**TASK**: After finding the line with "Task: place a pin on each instance of the oven handle." in the entries below, retype exactly each line from there through the line with "Task: place a pin on each instance of the window sill.", including that final line.

++++++++++++++++++++

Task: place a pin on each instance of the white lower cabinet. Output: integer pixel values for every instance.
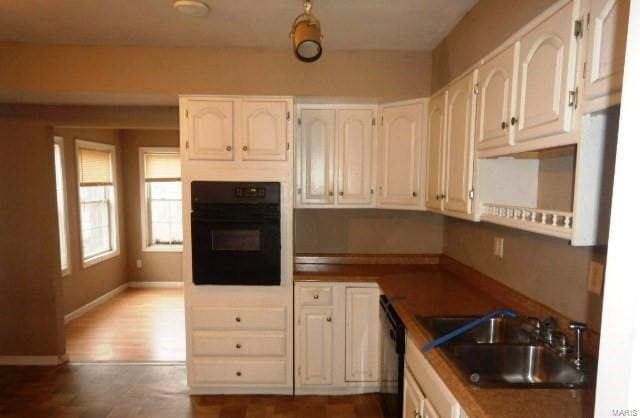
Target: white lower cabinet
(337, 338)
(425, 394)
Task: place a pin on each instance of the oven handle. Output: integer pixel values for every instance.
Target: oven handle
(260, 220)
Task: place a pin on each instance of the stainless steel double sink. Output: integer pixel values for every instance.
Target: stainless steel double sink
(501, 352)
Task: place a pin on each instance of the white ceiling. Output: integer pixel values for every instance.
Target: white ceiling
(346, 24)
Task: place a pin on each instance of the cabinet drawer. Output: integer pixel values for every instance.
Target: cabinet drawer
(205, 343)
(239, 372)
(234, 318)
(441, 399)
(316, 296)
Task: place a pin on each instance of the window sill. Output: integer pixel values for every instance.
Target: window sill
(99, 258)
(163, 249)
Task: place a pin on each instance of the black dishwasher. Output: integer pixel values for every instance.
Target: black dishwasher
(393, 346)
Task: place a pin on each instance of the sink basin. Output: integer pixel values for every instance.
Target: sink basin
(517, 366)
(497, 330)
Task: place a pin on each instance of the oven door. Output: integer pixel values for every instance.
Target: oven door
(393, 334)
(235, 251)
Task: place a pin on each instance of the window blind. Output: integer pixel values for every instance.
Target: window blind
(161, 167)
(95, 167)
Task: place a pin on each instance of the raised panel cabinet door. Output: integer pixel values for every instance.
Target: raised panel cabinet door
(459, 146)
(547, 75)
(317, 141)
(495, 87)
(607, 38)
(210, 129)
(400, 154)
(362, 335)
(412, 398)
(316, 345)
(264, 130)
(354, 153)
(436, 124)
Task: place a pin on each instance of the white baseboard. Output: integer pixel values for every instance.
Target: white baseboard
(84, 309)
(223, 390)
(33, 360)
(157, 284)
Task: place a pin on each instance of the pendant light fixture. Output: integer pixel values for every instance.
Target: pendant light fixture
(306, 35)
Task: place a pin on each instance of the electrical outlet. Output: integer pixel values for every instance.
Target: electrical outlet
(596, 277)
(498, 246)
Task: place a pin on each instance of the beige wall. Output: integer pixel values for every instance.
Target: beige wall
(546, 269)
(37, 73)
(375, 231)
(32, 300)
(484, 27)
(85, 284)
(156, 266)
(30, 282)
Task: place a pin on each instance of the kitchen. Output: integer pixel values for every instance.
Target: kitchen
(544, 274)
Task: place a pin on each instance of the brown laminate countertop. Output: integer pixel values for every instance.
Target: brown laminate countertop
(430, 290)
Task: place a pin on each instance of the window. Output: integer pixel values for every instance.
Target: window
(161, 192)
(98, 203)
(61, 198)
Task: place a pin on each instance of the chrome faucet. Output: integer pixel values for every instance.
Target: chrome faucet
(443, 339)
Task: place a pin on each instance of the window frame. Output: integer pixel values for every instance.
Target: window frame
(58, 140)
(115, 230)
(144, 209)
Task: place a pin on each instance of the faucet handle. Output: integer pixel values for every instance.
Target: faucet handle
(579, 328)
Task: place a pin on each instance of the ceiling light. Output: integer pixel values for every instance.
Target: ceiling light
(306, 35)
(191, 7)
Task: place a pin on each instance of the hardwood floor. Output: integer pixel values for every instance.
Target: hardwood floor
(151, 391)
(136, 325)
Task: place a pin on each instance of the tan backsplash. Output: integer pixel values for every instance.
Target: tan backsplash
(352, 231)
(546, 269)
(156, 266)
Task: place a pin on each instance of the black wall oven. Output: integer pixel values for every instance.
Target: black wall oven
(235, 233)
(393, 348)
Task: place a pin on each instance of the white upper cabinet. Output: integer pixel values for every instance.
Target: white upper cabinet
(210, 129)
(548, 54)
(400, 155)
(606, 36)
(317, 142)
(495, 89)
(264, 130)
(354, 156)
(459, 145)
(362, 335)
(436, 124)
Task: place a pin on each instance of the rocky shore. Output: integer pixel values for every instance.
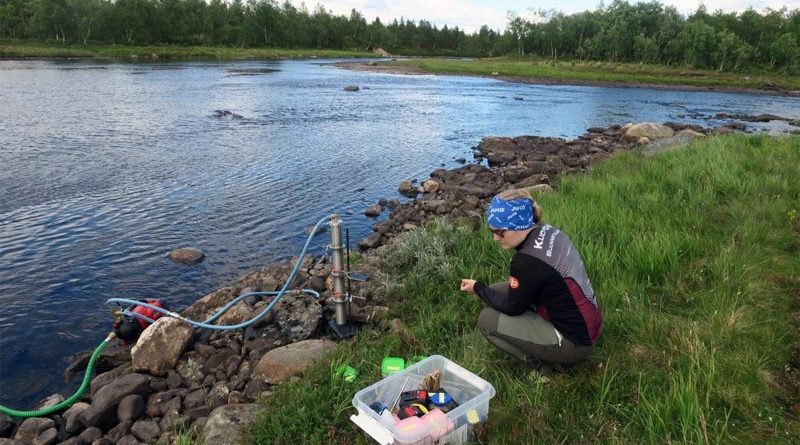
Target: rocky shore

++++++++++++++++++++

**RESULT BELOW**:
Task: place a pin on each instance of the oven handle. Output: integer pixel values for every instance.
Target: oven handle
(260, 220)
Task: place a pin on each instance of the stainless steel double sink. Output: integer pixel values for every instance.
Target: stainless steel double sink
(501, 352)
Task: place a pin on each instance of the white ceiling. Output: integer pixel values for every instance.
Target: white ceiling
(346, 24)
Task: place a pin on each instance of the cabinet drawer. Output: integer pixel values for every instance.
Target: cabinet drawer
(205, 343)
(239, 372)
(234, 318)
(441, 399)
(316, 296)
Task: place a pin on each instance of the window sill. Output: integer pixel values for every instance.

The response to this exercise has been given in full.